_Provided entries_
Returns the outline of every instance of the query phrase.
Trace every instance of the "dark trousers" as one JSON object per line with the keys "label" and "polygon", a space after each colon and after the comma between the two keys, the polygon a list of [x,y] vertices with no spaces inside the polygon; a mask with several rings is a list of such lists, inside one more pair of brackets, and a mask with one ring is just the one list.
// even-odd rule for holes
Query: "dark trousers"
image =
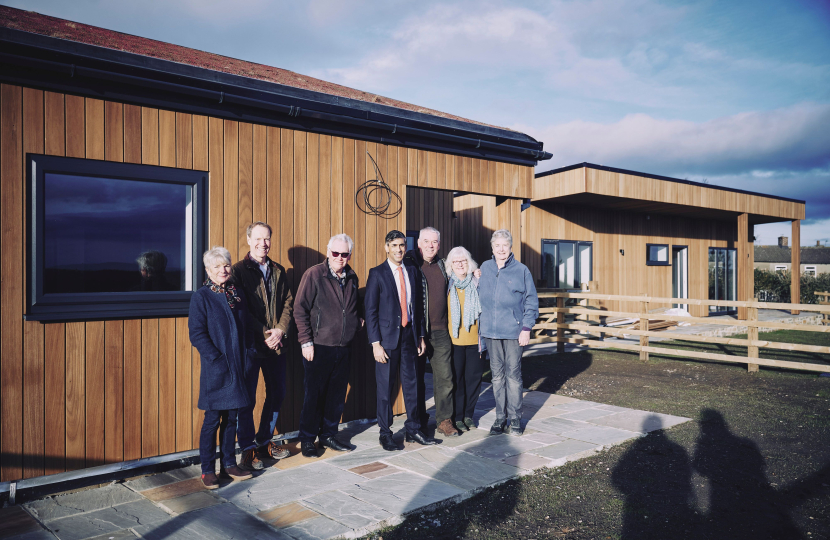
{"label": "dark trousers", "polygon": [[378,385],[377,415],[380,434],[391,434],[392,403],[397,391],[398,372],[401,374],[403,402],[406,407],[407,433],[415,433],[421,428],[421,419],[425,415],[424,402],[418,400],[418,381],[423,384],[423,361],[418,360],[418,347],[410,328],[401,328],[401,339],[394,349],[384,349],[389,359],[385,364],[375,362],[375,381]]}
{"label": "dark trousers", "polygon": [[464,418],[473,417],[478,394],[481,392],[484,361],[478,352],[478,345],[453,345],[452,369],[456,381],[453,421],[459,422]]}
{"label": "dark trousers", "polygon": [[[435,395],[435,421],[452,419],[453,389],[456,378],[452,366],[452,340],[447,330],[433,330],[427,340],[427,356],[432,366],[432,390]],[[419,400],[421,396],[418,396]],[[426,427],[425,425],[423,427]]]}
{"label": "dark trousers", "polygon": [[[280,407],[285,398],[285,363],[288,353],[269,355],[259,360],[262,369],[262,380],[265,384],[265,402],[262,404],[262,413],[259,417],[259,431],[254,433],[254,406],[256,405],[256,388],[259,377],[248,381],[248,392],[253,402],[250,406],[239,409],[239,447],[243,450],[268,444],[274,437],[277,428],[277,419],[280,416]],[[246,429],[243,433],[242,425]],[[247,427],[250,425],[250,435]]]}
{"label": "dark trousers", "polygon": [[205,411],[205,421],[199,435],[199,461],[202,474],[216,472],[216,432],[219,431],[219,451],[222,468],[236,465],[236,421],[239,409]]}
{"label": "dark trousers", "polygon": [[303,358],[305,398],[300,440],[314,442],[337,435],[349,384],[349,347],[314,346],[314,360]]}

_Exercise description_
Isolate the lines above that contain the word "every" and copy them.

_Answer to this exercise_
Returns the outline of every instance of the query phrase.
Trace every instance of the "dark trousers" as one JSON object per line with the keys "label" and "polygon", a space after each colon and after the comma between the two keys, the polygon a list of [x,y] vertices with no spaces inside the polygon; a mask with several rings is a list of such lists, inside one more pair of brackets, and a mask with one ring is just the one list.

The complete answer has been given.